Task statement: Can you duplicate the part of the roast turkey recipe starting at "Please note, we" and ending at "sage leaves (optional)"?

Excerpted text:
++++++++++

Waitrose and Partners
Roast turkey with herb & pancetta lattice

Roast turkey with herb & pancetta lattice

The perfect roast turkey – tender and full of flavour, with crisp, golden skin.

5 out of 5 stars(1) Rate this recipe
  • Serves8
  • CourseMain meal
  • Prepare15 mins
  • Cook4 hrs
  • Total time4 hrs 15 mins
  • Plusresting

Please note, we take every care to ensure the product, allergen and recipe information displayed is correct. However, should a product be unavailable, alternatives may be displayed and/or a substitution provided. If you have an allergy or intolerance, please always check the product label before use.


  • 1 Free Range Bronze Feathered Turkey, about 4-6kg
  • 3 fresh bay leaves, torn
  • 1 lemon, cut into quarters lengthways
  • 1 onion, peeled and cut into quarters
  • 450g pack Waitrose Pork Sausagemeat Stuffing (optional)
  • 50g butter, melted
  • 6 fresh sage leaves (optional)
  • 95g pack Cooks' Ingredients Sliced Pancetta
  • 2 x 276g packs Waitrose Three Little Pigs (optional)

++++++++++

Excerpted data:
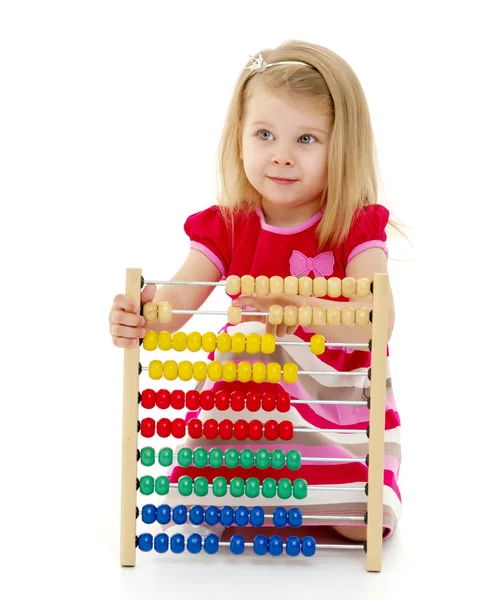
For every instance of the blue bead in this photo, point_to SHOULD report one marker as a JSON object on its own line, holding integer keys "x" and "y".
{"x": 257, "y": 516}
{"x": 177, "y": 543}
{"x": 308, "y": 546}
{"x": 295, "y": 518}
{"x": 293, "y": 546}
{"x": 237, "y": 544}
{"x": 145, "y": 542}
{"x": 163, "y": 514}
{"x": 241, "y": 516}
{"x": 212, "y": 515}
{"x": 275, "y": 545}
{"x": 226, "y": 516}
{"x": 280, "y": 516}
{"x": 179, "y": 514}
{"x": 194, "y": 543}
{"x": 161, "y": 543}
{"x": 260, "y": 545}
{"x": 148, "y": 514}
{"x": 211, "y": 543}
{"x": 197, "y": 515}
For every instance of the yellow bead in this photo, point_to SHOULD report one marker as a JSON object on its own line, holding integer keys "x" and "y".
{"x": 290, "y": 372}
{"x": 164, "y": 340}
{"x": 253, "y": 343}
{"x": 179, "y": 341}
{"x": 274, "y": 372}
{"x": 208, "y": 342}
{"x": 259, "y": 372}
{"x": 185, "y": 370}
{"x": 194, "y": 341}
{"x": 238, "y": 341}
{"x": 199, "y": 370}
{"x": 215, "y": 370}
{"x": 155, "y": 369}
{"x": 170, "y": 370}
{"x": 268, "y": 343}
{"x": 223, "y": 342}
{"x": 317, "y": 344}
{"x": 244, "y": 372}
{"x": 150, "y": 341}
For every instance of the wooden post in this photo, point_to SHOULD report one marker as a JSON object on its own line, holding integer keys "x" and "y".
{"x": 130, "y": 435}
{"x": 377, "y": 421}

++++++++++

Problem solution:
Please note, we take every care to ensure the product, allergen and recipe information displayed is correct. However, should a product be unavailable, alternatives may be displayed and/or a substitution provided. If you have an allergy or intolerance, please always check the product label before use.


  • 1 Free Range Bronze Feathered Turkey, about 4-6kg
  • 3 fresh bay leaves, torn
  • 1 lemon, cut into quarters lengthways
  • 1 onion, peeled and cut into quarters
  • 450g pack Waitrose Pork Sausagemeat Stuffing (optional)
  • 50g butter, melted
  • 6 fresh sage leaves (optional)